* Work to be completed: Count the lines in the entries below that contain the string "training". Give only the number.
+++ Data for the task +++
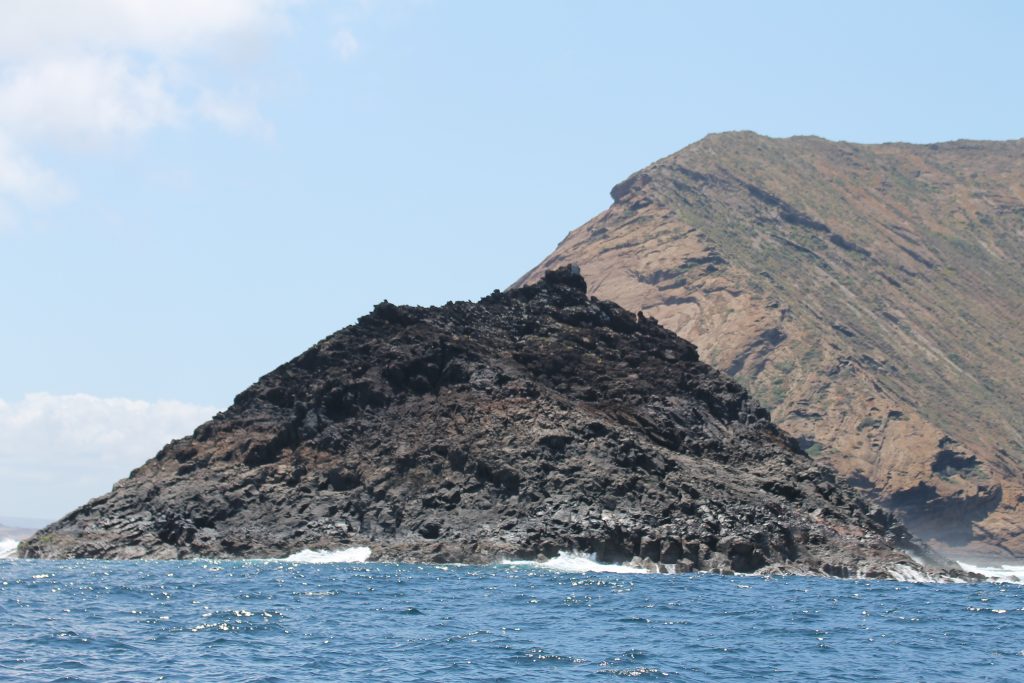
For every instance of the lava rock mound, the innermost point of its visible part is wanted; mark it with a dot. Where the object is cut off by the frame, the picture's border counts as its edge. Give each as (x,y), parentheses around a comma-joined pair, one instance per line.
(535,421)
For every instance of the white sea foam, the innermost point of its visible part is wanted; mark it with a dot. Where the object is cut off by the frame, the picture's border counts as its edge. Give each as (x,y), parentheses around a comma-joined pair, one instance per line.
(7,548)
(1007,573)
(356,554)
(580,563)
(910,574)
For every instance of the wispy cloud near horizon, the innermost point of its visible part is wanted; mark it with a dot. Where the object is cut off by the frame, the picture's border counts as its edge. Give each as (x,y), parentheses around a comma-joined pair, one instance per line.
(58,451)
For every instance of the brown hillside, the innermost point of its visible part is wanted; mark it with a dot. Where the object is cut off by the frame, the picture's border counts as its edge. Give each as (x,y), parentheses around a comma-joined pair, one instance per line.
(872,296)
+++
+++ Data for the task +++
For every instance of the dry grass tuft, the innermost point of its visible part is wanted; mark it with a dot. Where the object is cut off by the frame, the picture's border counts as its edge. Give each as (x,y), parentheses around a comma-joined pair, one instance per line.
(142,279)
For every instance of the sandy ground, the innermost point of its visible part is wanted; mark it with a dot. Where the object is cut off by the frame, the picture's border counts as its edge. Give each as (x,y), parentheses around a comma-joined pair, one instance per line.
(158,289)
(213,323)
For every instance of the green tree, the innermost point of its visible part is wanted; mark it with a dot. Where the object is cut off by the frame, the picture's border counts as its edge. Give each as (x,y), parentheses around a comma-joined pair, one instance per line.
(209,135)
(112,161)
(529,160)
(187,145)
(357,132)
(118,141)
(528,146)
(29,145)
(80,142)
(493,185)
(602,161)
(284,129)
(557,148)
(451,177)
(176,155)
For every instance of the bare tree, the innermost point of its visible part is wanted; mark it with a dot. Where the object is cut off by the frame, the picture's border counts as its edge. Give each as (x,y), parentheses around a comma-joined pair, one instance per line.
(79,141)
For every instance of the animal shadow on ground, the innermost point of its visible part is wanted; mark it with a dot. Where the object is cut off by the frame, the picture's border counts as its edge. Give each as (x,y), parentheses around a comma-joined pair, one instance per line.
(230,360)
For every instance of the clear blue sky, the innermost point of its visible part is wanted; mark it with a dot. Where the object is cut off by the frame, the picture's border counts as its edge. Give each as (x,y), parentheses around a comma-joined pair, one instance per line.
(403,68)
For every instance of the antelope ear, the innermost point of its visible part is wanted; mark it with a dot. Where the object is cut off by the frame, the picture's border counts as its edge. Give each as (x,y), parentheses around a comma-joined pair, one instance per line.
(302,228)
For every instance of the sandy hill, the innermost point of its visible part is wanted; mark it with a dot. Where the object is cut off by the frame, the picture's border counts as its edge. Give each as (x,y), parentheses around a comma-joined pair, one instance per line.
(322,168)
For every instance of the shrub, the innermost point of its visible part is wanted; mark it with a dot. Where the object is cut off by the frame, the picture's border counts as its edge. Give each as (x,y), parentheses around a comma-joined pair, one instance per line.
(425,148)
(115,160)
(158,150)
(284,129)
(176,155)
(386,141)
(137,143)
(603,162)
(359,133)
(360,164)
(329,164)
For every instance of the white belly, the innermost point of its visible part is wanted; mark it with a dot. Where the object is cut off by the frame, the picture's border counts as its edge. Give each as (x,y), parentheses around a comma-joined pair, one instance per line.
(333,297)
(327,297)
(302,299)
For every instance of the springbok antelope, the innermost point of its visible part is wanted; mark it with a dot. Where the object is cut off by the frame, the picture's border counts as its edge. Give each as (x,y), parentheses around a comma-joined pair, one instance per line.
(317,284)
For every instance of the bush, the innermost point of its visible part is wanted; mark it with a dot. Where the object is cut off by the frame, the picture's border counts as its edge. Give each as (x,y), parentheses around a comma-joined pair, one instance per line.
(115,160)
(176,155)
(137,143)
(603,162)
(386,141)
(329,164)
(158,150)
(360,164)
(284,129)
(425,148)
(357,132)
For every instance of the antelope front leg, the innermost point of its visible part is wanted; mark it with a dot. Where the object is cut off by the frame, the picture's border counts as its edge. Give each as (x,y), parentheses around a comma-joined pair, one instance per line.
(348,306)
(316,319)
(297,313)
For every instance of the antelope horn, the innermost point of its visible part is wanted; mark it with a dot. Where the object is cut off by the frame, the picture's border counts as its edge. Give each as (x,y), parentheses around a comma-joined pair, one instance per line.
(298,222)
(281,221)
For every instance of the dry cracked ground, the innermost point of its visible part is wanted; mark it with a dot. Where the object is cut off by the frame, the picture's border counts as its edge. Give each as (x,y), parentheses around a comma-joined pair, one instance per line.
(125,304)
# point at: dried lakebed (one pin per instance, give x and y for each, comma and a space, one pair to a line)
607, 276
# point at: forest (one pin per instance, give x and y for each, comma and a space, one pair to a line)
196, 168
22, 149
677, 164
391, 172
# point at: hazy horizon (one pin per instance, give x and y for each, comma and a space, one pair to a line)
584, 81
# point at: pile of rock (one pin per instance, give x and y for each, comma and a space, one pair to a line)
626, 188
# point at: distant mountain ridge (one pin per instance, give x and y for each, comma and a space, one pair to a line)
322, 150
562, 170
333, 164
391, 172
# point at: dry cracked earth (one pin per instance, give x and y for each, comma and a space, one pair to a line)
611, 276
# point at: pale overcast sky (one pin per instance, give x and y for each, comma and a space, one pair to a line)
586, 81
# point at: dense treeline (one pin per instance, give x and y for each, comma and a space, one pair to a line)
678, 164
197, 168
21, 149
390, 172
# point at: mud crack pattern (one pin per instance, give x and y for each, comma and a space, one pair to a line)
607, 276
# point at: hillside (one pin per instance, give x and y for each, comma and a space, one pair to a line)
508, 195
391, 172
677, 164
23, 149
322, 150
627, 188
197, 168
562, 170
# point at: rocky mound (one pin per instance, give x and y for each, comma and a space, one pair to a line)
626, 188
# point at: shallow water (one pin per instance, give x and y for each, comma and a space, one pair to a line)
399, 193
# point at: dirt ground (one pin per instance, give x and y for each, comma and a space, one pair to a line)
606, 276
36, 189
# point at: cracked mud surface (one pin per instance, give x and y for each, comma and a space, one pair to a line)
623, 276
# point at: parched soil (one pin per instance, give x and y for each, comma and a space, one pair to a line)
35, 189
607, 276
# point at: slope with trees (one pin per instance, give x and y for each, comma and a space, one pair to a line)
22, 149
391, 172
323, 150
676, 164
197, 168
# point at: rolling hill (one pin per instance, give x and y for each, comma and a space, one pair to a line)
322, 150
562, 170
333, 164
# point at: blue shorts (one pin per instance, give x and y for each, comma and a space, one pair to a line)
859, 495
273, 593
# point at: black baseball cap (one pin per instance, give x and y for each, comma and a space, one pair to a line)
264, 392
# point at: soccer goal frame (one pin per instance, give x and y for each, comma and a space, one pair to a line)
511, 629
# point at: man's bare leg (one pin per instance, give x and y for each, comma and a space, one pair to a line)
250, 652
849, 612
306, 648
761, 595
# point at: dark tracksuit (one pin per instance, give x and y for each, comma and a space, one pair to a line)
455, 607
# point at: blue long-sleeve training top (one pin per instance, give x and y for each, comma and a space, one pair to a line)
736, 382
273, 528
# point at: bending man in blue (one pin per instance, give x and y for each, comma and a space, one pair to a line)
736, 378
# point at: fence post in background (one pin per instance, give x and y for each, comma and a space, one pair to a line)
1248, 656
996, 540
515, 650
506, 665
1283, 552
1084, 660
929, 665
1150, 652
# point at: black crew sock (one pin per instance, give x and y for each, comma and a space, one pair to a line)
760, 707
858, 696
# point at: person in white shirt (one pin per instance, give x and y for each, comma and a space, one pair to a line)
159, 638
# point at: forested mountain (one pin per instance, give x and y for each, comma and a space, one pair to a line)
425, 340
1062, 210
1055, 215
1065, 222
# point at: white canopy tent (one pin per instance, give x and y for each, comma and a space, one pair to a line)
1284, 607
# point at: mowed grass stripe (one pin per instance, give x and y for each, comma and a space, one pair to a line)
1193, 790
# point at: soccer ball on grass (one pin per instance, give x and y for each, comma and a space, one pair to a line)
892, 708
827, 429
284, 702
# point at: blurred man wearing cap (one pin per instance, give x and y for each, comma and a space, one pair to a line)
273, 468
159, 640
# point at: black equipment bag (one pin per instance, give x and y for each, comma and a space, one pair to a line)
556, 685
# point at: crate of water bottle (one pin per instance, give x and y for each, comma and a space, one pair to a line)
+++
+++ Data for the task +++
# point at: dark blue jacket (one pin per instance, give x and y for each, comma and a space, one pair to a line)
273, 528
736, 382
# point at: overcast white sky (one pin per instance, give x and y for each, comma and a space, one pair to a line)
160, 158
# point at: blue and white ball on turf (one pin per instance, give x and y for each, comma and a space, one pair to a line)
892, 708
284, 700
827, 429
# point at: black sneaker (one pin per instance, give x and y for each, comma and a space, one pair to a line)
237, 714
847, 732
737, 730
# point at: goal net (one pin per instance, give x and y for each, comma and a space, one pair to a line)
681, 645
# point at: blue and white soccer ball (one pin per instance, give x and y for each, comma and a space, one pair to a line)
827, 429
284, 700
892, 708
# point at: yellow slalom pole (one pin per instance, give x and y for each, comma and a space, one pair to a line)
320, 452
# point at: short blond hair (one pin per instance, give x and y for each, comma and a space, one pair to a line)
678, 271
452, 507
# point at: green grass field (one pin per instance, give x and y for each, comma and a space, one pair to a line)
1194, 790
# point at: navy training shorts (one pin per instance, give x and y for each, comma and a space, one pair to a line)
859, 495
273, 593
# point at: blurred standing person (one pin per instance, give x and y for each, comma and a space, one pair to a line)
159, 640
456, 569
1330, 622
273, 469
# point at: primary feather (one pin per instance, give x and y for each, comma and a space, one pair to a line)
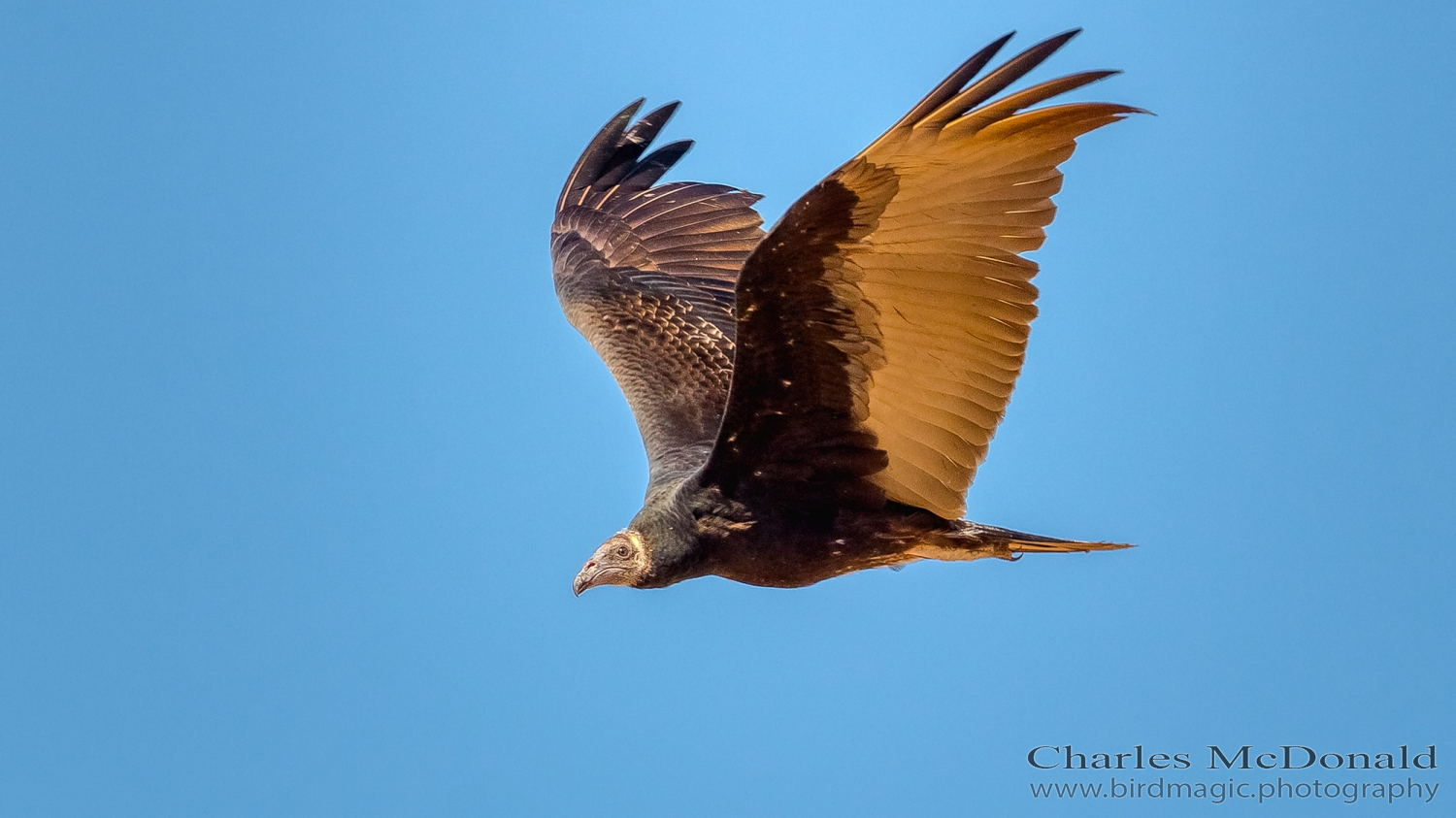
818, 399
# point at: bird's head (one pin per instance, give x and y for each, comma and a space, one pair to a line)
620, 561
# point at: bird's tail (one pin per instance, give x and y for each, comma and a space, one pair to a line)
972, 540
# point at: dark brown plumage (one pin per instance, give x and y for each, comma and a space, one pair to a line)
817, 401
+++
* Response: 2